Written problem: Arrange every line of the data below as a Markdown table with the columns Row and Line, numbering each line in order and leaving out blank lines. Omit the pictures from the answer.

Records for this exercise:
-*-
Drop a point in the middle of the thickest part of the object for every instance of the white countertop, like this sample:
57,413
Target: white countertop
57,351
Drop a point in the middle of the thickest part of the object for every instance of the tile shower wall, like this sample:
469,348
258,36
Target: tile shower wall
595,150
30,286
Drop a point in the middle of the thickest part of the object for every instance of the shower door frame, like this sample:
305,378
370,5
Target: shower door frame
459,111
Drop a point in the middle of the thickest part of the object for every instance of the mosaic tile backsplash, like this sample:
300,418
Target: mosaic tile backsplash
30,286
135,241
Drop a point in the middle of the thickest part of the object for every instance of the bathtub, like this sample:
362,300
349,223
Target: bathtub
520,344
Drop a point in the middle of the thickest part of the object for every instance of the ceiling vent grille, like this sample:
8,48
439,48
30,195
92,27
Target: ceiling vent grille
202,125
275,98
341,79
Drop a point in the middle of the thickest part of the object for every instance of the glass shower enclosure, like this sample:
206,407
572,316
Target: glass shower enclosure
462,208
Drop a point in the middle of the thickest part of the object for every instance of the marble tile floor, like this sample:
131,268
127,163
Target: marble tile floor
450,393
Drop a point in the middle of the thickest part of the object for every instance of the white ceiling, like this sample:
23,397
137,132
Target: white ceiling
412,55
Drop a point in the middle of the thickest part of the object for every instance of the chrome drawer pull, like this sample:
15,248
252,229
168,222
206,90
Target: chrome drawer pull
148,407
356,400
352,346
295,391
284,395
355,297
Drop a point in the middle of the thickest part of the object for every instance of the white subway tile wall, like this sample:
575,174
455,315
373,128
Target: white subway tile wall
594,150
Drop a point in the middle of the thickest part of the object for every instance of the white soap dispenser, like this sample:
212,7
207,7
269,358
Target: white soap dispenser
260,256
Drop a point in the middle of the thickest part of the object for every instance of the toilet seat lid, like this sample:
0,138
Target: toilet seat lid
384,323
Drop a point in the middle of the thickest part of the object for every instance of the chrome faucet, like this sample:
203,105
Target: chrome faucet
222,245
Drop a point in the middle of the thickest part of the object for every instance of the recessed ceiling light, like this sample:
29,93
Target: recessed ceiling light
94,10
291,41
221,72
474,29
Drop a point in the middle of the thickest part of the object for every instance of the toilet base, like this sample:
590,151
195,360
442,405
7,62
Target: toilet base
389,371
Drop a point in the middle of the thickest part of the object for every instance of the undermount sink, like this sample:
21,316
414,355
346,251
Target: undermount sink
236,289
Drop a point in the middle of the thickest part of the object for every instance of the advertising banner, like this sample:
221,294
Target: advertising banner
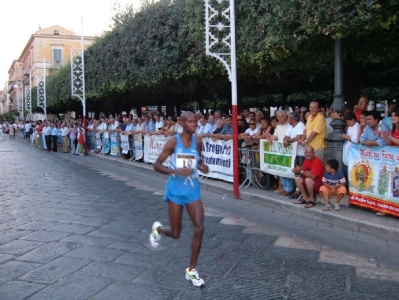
218,155
374,177
98,141
275,159
125,143
138,146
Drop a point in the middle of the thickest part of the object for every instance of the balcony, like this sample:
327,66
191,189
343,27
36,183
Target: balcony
56,64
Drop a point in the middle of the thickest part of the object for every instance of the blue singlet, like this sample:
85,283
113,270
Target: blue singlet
179,189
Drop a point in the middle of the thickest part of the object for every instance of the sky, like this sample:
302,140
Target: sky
20,19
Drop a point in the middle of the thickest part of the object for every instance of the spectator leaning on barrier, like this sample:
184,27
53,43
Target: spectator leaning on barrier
362,105
149,124
309,178
373,134
287,184
351,136
333,183
387,120
315,131
294,134
227,131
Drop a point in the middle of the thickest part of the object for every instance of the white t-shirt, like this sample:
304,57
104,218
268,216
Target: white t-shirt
293,132
281,131
352,133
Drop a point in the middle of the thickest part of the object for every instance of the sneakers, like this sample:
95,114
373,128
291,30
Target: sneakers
328,206
155,237
194,278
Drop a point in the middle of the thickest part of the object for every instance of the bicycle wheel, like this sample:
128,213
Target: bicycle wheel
261,179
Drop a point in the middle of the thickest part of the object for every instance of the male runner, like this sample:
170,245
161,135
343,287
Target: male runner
183,189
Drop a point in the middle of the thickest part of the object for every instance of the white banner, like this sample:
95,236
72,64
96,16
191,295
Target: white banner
275,159
125,143
153,146
138,146
218,156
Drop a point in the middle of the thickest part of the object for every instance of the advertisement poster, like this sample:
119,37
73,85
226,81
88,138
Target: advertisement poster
153,146
98,141
374,178
125,143
218,155
138,146
275,159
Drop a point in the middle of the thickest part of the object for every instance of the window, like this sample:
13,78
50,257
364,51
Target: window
57,56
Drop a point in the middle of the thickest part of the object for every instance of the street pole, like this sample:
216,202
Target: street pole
219,36
334,139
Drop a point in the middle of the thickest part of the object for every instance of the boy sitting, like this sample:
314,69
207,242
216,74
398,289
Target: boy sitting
333,183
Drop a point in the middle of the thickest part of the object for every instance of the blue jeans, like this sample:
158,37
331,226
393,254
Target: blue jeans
288,184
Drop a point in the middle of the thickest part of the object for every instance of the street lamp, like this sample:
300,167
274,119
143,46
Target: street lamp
20,97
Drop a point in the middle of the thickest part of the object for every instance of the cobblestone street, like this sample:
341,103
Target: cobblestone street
77,228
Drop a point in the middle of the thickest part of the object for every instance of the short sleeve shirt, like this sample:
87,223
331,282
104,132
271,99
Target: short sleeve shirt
314,166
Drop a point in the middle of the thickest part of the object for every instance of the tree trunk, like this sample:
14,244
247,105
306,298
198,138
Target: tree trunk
352,73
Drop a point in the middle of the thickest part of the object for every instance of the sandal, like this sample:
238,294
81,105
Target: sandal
301,201
310,204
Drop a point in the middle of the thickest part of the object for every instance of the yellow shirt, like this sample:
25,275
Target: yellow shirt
318,125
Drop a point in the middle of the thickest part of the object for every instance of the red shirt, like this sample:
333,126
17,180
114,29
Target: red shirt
314,166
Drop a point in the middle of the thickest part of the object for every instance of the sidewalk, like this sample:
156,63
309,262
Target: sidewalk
351,217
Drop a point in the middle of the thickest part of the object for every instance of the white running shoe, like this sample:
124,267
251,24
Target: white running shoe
194,277
155,237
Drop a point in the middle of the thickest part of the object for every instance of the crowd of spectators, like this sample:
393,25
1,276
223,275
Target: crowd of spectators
308,128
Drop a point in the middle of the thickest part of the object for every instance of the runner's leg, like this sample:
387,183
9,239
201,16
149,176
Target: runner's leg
196,212
175,216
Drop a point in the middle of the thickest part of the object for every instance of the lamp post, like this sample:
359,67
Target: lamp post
334,139
20,97
221,44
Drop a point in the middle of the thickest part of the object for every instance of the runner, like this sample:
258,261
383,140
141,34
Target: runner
183,189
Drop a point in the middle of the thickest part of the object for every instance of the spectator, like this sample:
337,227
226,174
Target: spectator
315,131
242,124
263,130
387,120
54,137
294,134
333,183
362,105
248,135
309,177
393,137
374,131
351,136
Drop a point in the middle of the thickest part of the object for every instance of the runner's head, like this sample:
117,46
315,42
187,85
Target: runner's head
189,122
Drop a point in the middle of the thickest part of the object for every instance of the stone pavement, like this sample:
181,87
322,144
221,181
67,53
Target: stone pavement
77,228
349,217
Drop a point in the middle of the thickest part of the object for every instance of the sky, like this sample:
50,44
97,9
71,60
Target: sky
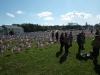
49,12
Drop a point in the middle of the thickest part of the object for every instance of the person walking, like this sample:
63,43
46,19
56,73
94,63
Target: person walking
79,42
70,38
96,46
57,36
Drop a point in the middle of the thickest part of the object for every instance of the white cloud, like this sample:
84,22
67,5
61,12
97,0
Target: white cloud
19,12
10,15
71,15
98,16
48,18
43,14
67,16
-*-
The output:
| Row | Line |
|---|---|
| 1 | Drop a point in the middle of the thickest part of the object for every instance of the white countertop, like this sample: |
| 2 | 57,413 |
| 3 | Target: white countertop |
| 4 | 57,351 |
| 5 | Drop a point in the middle of the thickest part of the object for every instance of the tile shower wall, like this sample: |
| 6 | 469,348 |
| 7 | 258,36 |
| 8 | Target: tile shower wall |
| 9 | 595,150 |
| 10 | 30,286 |
| 11 | Drop a point in the middle of the thickest part of the object for every instance of the shower door frame, like this sample: |
| 12 | 305,378 |
| 13 | 370,5 |
| 14 | Target: shower door frame |
| 15 | 459,111 |
| 16 | Drop a point in the middle of the thickest part of the object for every instance of the mosaic tile backsplash, like this sample: |
| 17 | 300,418 |
| 18 | Target: mosaic tile backsplash |
| 19 | 30,286 |
| 20 | 135,241 |
| 21 | Drop a point in the middle of the thickest part of the object for every instance of the bathtub, like this sample: |
| 22 | 362,300 |
| 23 | 349,223 |
| 24 | Target: bathtub |
| 25 | 520,344 |
| 26 | Drop a point in the middle of the thickest part of the object for every instance of the ceiling vent grille, like this sample: |
| 27 | 8,48 |
| 28 | 439,48 |
| 29 | 30,195 |
| 30 | 92,27 |
| 31 | Target: ceiling vent grille |
| 32 | 202,125 |
| 33 | 275,98 |
| 34 | 341,79 |
| 35 | Drop a point in the middle of the thickest part of the object for every instance of the glass shower enclosure, like this sample: |
| 36 | 206,407 |
| 37 | 572,316 |
| 38 | Target: glass shower enclosure |
| 39 | 462,208 |
| 40 | Drop a point in the middle of the thickest part of the object for every instance of the marble tile floor, like this sample: |
| 41 | 131,268 |
| 42 | 127,163 |
| 43 | Target: marble tile floor |
| 44 | 450,393 |
| 45 | Drop a point in the middle of the thickest part of the object for every instance of the white ceiling, like this sample: |
| 46 | 23,397 |
| 47 | 137,132 |
| 48 | Target: white ceiling |
| 49 | 412,55 |
| 50 | Drop a point in the middle of the thickest part of the object for every instance of the chrome drawer pull, like this sample: |
| 51 | 15,248 |
| 52 | 252,229 |
| 53 | 168,222 |
| 54 | 206,90 |
| 55 | Target: chrome drawer pull |
| 56 | 148,407 |
| 57 | 356,400 |
| 58 | 352,346 |
| 59 | 295,391 |
| 60 | 284,395 |
| 61 | 355,297 |
| 62 | Drop a point in the middle of the thickest part of the object for every instance of the white subway tile wall, like this sample: |
| 63 | 575,174 |
| 64 | 455,315 |
| 65 | 373,128 |
| 66 | Target: white subway tile wall |
| 67 | 594,150 |
| 68 | Drop a point in the middle of the thickest part of the object for every instance of the white soap dispenser, like this sample: |
| 69 | 212,7 |
| 70 | 207,7 |
| 71 | 269,358 |
| 72 | Target: white soap dispenser |
| 73 | 260,256 |
| 74 | Drop a point in the middle of the thickest part of the object for every instance of the toilet seat lid, like this sample: |
| 75 | 0,138 |
| 76 | Target: toilet seat lid |
| 77 | 384,323 |
| 78 | Drop a point in the middle of the thickest part of the object for every instance of the chrome faucet, like this sample: |
| 79 | 203,105 |
| 80 | Target: chrome faucet |
| 81 | 222,245 |
| 82 | Drop a point in the middle of the thickest part of the object for every instance of the recessed ceiling light, like this sample: |
| 83 | 29,93 |
| 84 | Target: recessed ceiling light |
| 85 | 94,10 |
| 86 | 291,41 |
| 87 | 221,72 |
| 88 | 474,29 |
| 89 | Drop a point in the middle of the thickest part of the object for every instance of the toilet base, like this sample: |
| 90 | 590,151 |
| 91 | 195,360 |
| 92 | 442,405 |
| 93 | 7,62 |
| 94 | Target: toilet base |
| 95 | 389,371 |
| 96 | Drop a point in the middle of the thickest part of the object for every instance of the undermount sink, like this sample: |
| 97 | 21,316 |
| 98 | 414,355 |
| 99 | 346,251 |
| 100 | Target: undermount sink |
| 101 | 236,289 |
| 102 | Drop a point in the middle of the thickest part of the object for every instance of the advertising banner, like this sample: |
| 103 | 221,294 |
| 104 | Target: advertising banner |
| 105 | 218,155 |
| 106 | 374,177 |
| 107 | 98,141 |
| 108 | 275,159 |
| 109 | 125,143 |
| 110 | 138,146 |
| 111 | Drop a point in the middle of the thickest part of the object for every instance of the balcony, like this sample: |
| 112 | 327,66 |
| 113 | 191,189 |
| 114 | 343,27 |
| 115 | 36,183 |
| 116 | Target: balcony |
| 117 | 56,64 |
| 118 | Drop a point in the middle of the thickest part of the object for every instance of the blue singlet, like this sample: |
| 119 | 85,283 |
| 120 | 113,270 |
| 121 | Target: blue singlet |
| 122 | 179,189 |
| 123 | Drop a point in the middle of the thickest part of the object for every instance of the sky, like this sample: |
| 124 | 302,140 |
| 125 | Target: sky |
| 126 | 20,19 |
| 127 | Drop a point in the middle of the thickest part of the object for every instance of the spectator leaning on barrier, like this sample: |
| 128 | 184,27 |
| 129 | 53,43 |
| 130 | Target: spectator leaning on barrier |
| 131 | 362,105 |
| 132 | 149,124 |
| 133 | 309,178 |
| 134 | 373,134 |
| 135 | 287,184 |
| 136 | 351,136 |
| 137 | 333,183 |
| 138 | 387,120 |
| 139 | 315,131 |
| 140 | 294,134 |
| 141 | 227,131 |
| 142 | Drop a point in the middle of the thickest part of the object for every instance of the white t-shirt, like this sample: |
| 143 | 304,57 |
| 144 | 104,218 |
| 145 | 268,216 |
| 146 | Target: white t-shirt |
| 147 | 293,132 |
| 148 | 281,131 |
| 149 | 352,133 |
| 150 | Drop a point in the middle of the thickest part of the object for every instance of the sneakers, like this sample: |
| 151 | 95,114 |
| 152 | 373,128 |
| 153 | 291,30 |
| 154 | Target: sneakers |
| 155 | 328,206 |
| 156 | 155,237 |
| 157 | 194,278 |
| 158 | Drop a point in the middle of the thickest part of the object for every instance of the bicycle wheel, like this sample: |
| 159 | 128,213 |
| 160 | Target: bicycle wheel |
| 161 | 261,179 |
| 162 | Drop a point in the middle of the thickest part of the object for every instance of the male runner, like this sample: |
| 163 | 170,245 |
| 164 | 161,135 |
| 165 | 343,287 |
| 166 | Target: male runner |
| 167 | 183,189 |
| 168 | Drop a point in the middle of the thickest part of the object for every instance of the white banner, like this sample: |
| 169 | 95,236 |
| 170 | 72,64 |
| 171 | 96,16 |
| 172 | 191,295 |
| 173 | Target: white banner |
| 174 | 275,159 |
| 175 | 125,143 |
| 176 | 153,146 |
| 177 | 138,146 |
| 178 | 218,156 |
| 179 | Drop a point in the middle of the thickest part of the object for every instance of the advertisement poster, like this sample: |
| 180 | 119,37 |
| 181 | 73,85 |
| 182 | 226,81 |
| 183 | 88,138 |
| 184 | Target: advertisement poster |
| 185 | 153,146 |
| 186 | 98,141 |
| 187 | 374,178 |
| 188 | 125,143 |
| 189 | 218,155 |
| 190 | 138,146 |
| 191 | 275,159 |
| 192 | Drop a point in the middle of the thickest part of the object for every instance of the window, like this sample: |
| 193 | 13,78 |
| 194 | 50,257 |
| 195 | 364,51 |
| 196 | Target: window |
| 197 | 57,56 |
| 198 | Drop a point in the middle of the thickest part of the object for every instance of the street pole, like this sample: |
| 199 | 216,202 |
| 200 | Target: street pole |
| 201 | 219,36 |
| 202 | 334,139 |
| 203 | Drop a point in the middle of the thickest part of the object for every instance of the boy sitting, like this sample: |
| 204 | 314,69 |
| 205 | 207,242 |
| 206 | 216,74 |
| 207 | 398,289 |
| 208 | Target: boy sitting |
| 209 | 333,183 |
| 210 | Drop a point in the middle of the thickest part of the object for every instance of the blue jeans, like this sample: |
| 211 | 158,37 |
| 212 | 331,226 |
| 213 | 393,254 |
| 214 | Target: blue jeans |
| 215 | 288,184 |
| 216 | Drop a point in the middle of the thickest part of the object for every instance of the street lamp, like this sample: |
| 217 | 300,167 |
| 218 | 274,119 |
| 219 | 143,46 |
| 220 | Target: street lamp |
| 221 | 20,97 |
| 222 | Drop a point in the middle of the thickest part of the object for every instance of the cobblestone street, like this sample: |
| 223 | 341,103 |
| 224 | Target: cobblestone street |
| 225 | 77,228 |
| 226 | Drop a point in the middle of the thickest part of the object for every instance of the short sleeve shirt, like this sample: |
| 227 | 87,223 |
| 228 | 331,282 |
| 229 | 104,132 |
| 230 | 271,99 |
| 231 | Target: short sleeve shirt |
| 232 | 314,166 |
| 233 | Drop a point in the middle of the thickest part of the object for every instance of the tree trunk, like this sample: |
| 234 | 14,244 |
| 235 | 247,105 |
| 236 | 306,298 |
| 237 | 198,138 |
| 238 | Target: tree trunk |
| 239 | 352,73 |
| 240 | Drop a point in the middle of the thickest part of the object for every instance of the sandal, like this sample: |
| 241 | 238,294 |
| 242 | 81,105 |
| 243 | Target: sandal |
| 244 | 301,201 |
| 245 | 310,204 |
| 246 | Drop a point in the middle of the thickest part of the object for every instance of the yellow shirt, like this sample: |
| 247 | 25,275 |
| 248 | Target: yellow shirt |
| 249 | 318,125 |
| 250 | Drop a point in the middle of the thickest part of the object for every instance of the red shirt, like this sample: |
| 251 | 333,126 |
| 252 | 17,180 |
| 253 | 114,29 |
| 254 | Target: red shirt |
| 255 | 314,166 |
| 256 | Drop a point in the middle of the thickest part of the object for every instance of the sidewalk, like this sample: |
| 257 | 156,63 |
| 258 | 309,262 |
| 259 | Target: sidewalk |
| 260 | 351,217 |
| 261 | Drop a point in the middle of the thickest part of the object for every instance of the white running shoe, like this sample: |
| 262 | 124,267 |
| 263 | 251,24 |
| 264 | Target: white running shoe |
| 265 | 194,277 |
| 266 | 155,237 |
| 267 | Drop a point in the middle of the thickest part of the object for every instance of the crowd of spectators, like this sample: |
| 268 | 393,25 |
| 269 | 1,276 |
| 270 | 223,275 |
| 271 | Target: crowd of spectators |
| 272 | 308,128 |
| 273 | Drop a point in the middle of the thickest part of the object for every instance of the runner's leg, like this sample: |
| 274 | 387,183 |
| 275 | 9,239 |
| 276 | 201,16 |
| 277 | 149,176 |
| 278 | Target: runner's leg |
| 279 | 196,212 |
| 280 | 175,216 |
| 281 | Drop a point in the middle of the thickest part of the object for every instance of the lamp post, like this sample: |
| 282 | 359,67 |
| 283 | Target: lamp post |
| 284 | 334,139 |
| 285 | 20,97 |
| 286 | 221,44 |
| 287 | Drop a point in the middle of the thickest part of the object for every instance of the runner, like this sample: |
| 288 | 258,261 |
| 289 | 383,140 |
| 290 | 141,34 |
| 291 | Target: runner |
| 292 | 183,189 |
| 293 | Drop a point in the middle of the thickest part of the object for every instance of the spectator, like this sample: |
| 294 | 337,227 |
| 295 | 226,174 |
| 296 | Target: spectator |
| 297 | 315,131 |
| 298 | 242,124 |
| 299 | 263,130 |
| 300 | 387,120 |
| 301 | 54,137 |
| 302 | 294,134 |
| 303 | 333,183 |
| 304 | 362,105 |
| 305 | 248,135 |
| 306 | 309,177 |
| 307 | 393,137 |
| 308 | 374,131 |
| 309 | 351,136 |
| 310 | Drop a point in the middle of the thickest part of the object for every instance of the runner's head, like this sample: |
| 311 | 117,46 |
| 312 | 315,42 |
| 313 | 187,85 |
| 314 | Target: runner's head |
| 315 | 189,122 |
| 316 | Drop a point in the middle of the thickest part of the object for every instance of the stone pavement, like this sample: |
| 317 | 181,87 |
| 318 | 322,144 |
| 319 | 221,181 |
| 320 | 67,53 |
| 321 | Target: stone pavement |
| 322 | 77,228 |
| 323 | 349,217 |
| 324 | Drop a point in the middle of the thickest part of the object for every instance of the sky, like this sample: |
| 325 | 50,44 |
| 326 | 97,9 |
| 327 | 71,60 |
| 328 | Target: sky |
| 329 | 49,12 |
| 330 | Drop a point in the middle of the thickest part of the object for every instance of the person walking, like this sample: |
| 331 | 63,43 |
| 332 | 46,19 |
| 333 | 56,73 |
| 334 | 94,63 |
| 335 | Target: person walking |
| 336 | 79,42 |
| 337 | 70,38 |
| 338 | 96,46 |
| 339 | 57,36 |
| 340 | Drop a point in the middle of the thickest part of the object for every instance of the white cloud, like this sample: |
| 341 | 84,22 |
| 342 | 67,5 |
| 343 | 61,12 |
| 344 | 97,0 |
| 345 | Target: white cloud |
| 346 | 19,12 |
| 347 | 10,15 |
| 348 | 71,15 |
| 349 | 98,16 |
| 350 | 48,18 |
| 351 | 43,14 |
| 352 | 67,16 |